*DIRECTIONS FOR THIS TASK:*
Tally up every line in the records beneath that has "knit", and write down only the total.

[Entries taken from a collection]
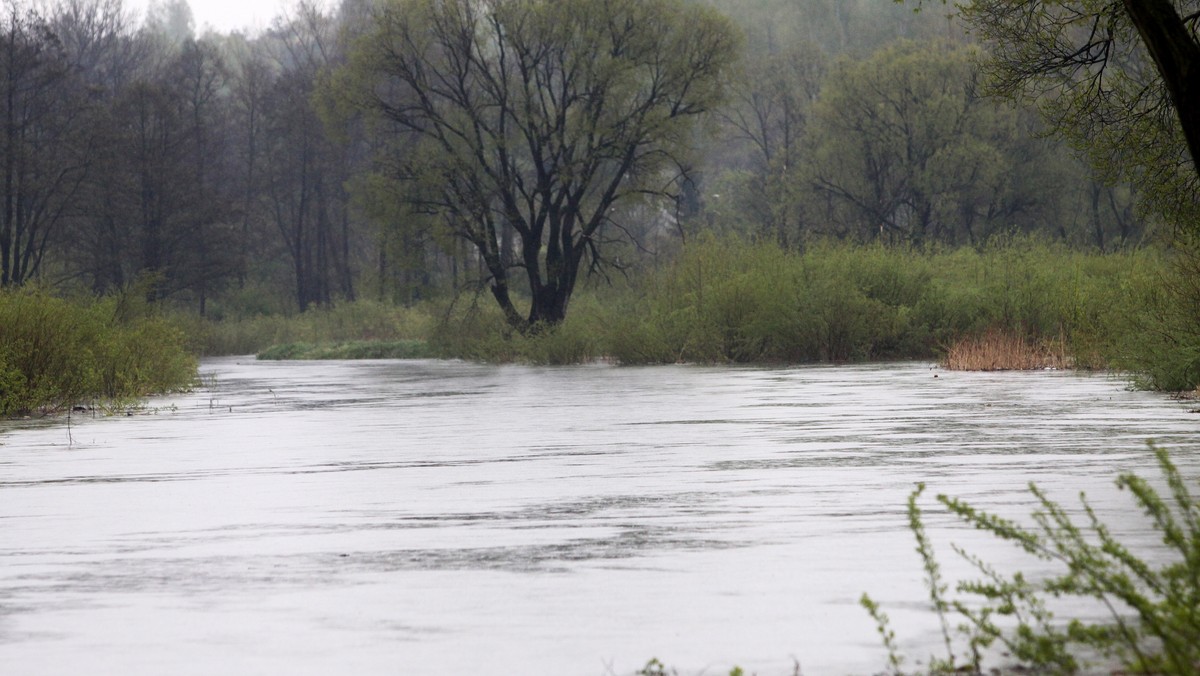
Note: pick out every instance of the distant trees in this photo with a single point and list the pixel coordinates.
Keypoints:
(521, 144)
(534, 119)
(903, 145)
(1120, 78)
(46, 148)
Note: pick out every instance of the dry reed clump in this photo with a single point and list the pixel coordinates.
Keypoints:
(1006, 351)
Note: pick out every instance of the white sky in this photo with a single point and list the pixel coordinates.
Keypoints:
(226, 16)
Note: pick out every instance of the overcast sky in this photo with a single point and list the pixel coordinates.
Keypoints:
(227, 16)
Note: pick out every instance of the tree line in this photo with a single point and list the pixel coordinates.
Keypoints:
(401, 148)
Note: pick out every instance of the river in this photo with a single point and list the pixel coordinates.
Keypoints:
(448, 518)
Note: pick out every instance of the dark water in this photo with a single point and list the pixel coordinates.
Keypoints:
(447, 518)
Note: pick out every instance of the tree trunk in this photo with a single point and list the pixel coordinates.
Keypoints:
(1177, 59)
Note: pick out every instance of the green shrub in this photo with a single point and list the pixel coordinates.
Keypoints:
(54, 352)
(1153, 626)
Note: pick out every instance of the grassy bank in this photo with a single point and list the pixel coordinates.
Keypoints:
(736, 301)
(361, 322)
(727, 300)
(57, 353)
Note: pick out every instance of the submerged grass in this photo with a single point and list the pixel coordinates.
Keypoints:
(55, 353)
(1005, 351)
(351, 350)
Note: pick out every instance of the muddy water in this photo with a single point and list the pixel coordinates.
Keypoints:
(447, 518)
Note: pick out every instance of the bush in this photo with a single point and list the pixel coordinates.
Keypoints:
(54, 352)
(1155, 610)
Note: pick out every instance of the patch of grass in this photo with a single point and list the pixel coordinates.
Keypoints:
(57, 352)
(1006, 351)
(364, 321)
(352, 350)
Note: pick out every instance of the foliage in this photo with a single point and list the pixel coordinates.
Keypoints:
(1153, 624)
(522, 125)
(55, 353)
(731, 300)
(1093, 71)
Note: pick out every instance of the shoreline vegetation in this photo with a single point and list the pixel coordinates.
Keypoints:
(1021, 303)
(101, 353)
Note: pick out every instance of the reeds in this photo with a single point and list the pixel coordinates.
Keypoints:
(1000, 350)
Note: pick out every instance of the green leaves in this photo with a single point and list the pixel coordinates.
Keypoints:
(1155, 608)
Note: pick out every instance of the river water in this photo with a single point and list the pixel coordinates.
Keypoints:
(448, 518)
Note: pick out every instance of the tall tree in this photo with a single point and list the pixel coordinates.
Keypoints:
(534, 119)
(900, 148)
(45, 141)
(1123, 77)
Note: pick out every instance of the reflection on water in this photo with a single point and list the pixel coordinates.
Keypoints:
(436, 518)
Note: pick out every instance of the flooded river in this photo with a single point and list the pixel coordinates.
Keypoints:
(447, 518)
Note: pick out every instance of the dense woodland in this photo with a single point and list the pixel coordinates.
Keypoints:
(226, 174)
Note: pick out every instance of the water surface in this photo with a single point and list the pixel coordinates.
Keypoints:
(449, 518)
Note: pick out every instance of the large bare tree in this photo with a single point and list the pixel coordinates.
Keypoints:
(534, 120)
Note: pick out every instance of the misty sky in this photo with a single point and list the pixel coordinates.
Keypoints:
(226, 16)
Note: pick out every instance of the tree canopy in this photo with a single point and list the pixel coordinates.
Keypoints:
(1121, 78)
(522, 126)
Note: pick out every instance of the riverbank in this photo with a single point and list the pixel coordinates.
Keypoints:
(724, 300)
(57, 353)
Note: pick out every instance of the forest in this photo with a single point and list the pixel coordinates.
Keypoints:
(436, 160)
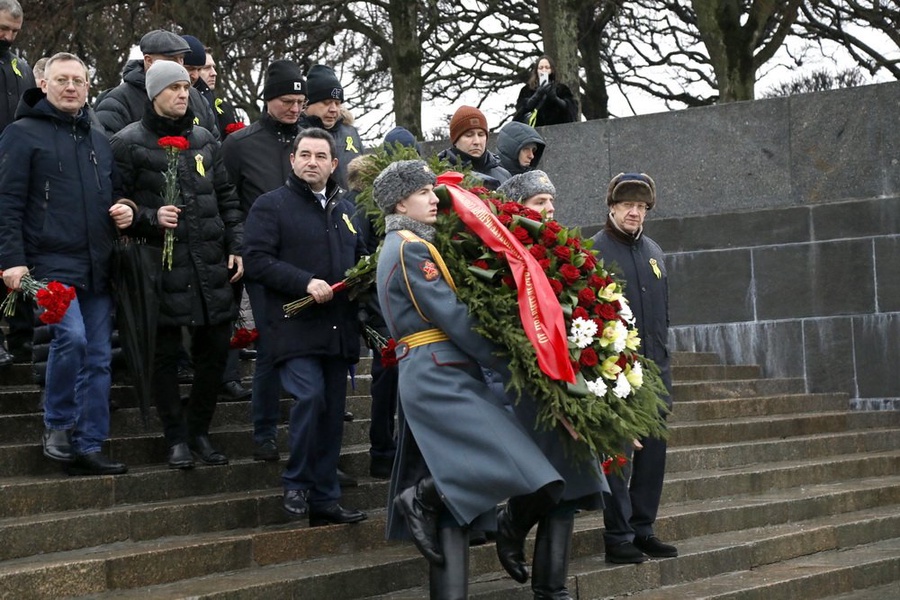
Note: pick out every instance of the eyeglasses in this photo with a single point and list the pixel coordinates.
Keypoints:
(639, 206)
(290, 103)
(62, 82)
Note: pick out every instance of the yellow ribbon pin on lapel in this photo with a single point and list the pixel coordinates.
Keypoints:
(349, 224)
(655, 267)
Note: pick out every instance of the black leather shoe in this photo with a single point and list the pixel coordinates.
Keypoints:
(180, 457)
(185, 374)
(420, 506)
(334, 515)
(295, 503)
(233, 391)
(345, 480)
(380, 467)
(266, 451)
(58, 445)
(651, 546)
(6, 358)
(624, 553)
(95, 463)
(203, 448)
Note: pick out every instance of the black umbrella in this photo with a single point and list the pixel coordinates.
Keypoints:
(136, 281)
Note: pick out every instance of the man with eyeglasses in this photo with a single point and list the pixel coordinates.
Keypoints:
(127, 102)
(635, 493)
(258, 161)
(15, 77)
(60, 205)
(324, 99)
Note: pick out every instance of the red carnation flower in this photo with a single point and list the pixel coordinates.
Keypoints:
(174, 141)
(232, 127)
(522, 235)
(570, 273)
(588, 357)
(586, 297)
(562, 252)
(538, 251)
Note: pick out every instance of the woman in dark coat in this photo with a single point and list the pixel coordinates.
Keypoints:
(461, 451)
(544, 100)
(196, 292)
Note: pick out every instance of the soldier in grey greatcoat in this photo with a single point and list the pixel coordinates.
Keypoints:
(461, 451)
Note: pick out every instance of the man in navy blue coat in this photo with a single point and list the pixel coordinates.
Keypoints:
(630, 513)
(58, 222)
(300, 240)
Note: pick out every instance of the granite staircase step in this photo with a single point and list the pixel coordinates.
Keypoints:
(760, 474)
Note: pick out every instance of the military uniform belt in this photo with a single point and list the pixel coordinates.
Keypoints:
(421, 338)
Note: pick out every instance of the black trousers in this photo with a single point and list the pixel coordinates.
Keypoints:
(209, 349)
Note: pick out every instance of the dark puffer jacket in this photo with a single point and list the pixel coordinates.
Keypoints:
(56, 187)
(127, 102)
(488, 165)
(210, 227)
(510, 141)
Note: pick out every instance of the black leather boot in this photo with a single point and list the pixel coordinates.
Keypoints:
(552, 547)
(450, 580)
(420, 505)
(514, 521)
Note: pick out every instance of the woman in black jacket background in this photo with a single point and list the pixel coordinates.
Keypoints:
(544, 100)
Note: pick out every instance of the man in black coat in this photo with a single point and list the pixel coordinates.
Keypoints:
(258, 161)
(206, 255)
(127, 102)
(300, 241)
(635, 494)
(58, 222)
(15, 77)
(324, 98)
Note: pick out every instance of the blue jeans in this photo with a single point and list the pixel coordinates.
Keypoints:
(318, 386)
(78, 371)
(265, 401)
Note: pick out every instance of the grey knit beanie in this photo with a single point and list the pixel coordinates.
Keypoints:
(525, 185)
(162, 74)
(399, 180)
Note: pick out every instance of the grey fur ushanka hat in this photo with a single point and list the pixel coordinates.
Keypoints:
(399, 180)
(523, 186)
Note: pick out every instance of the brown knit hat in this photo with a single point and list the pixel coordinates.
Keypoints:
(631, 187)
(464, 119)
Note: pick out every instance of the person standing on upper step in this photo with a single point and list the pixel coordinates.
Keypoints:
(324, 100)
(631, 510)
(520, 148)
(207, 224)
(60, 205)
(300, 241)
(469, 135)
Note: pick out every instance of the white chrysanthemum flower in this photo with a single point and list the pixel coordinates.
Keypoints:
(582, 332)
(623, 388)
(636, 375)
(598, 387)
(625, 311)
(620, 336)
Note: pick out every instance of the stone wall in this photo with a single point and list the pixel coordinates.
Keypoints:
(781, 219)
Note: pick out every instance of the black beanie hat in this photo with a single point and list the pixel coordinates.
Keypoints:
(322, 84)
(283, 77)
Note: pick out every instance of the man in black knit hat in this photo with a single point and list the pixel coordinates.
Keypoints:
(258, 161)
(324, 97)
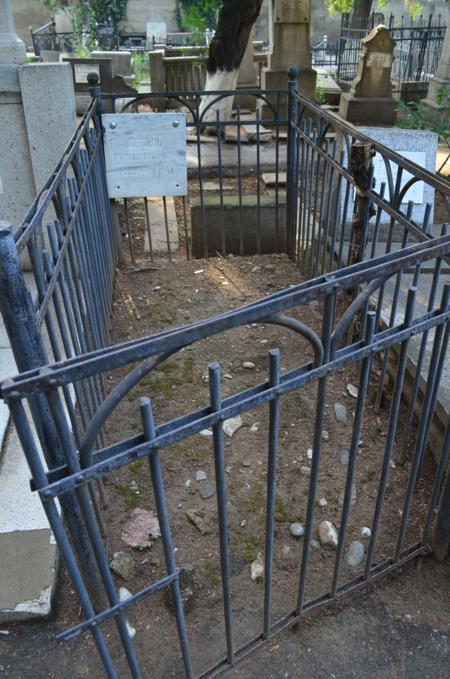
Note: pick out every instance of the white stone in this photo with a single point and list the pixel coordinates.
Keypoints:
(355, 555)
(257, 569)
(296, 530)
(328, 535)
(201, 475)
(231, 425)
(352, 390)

*EXPECTED ANSWER:*
3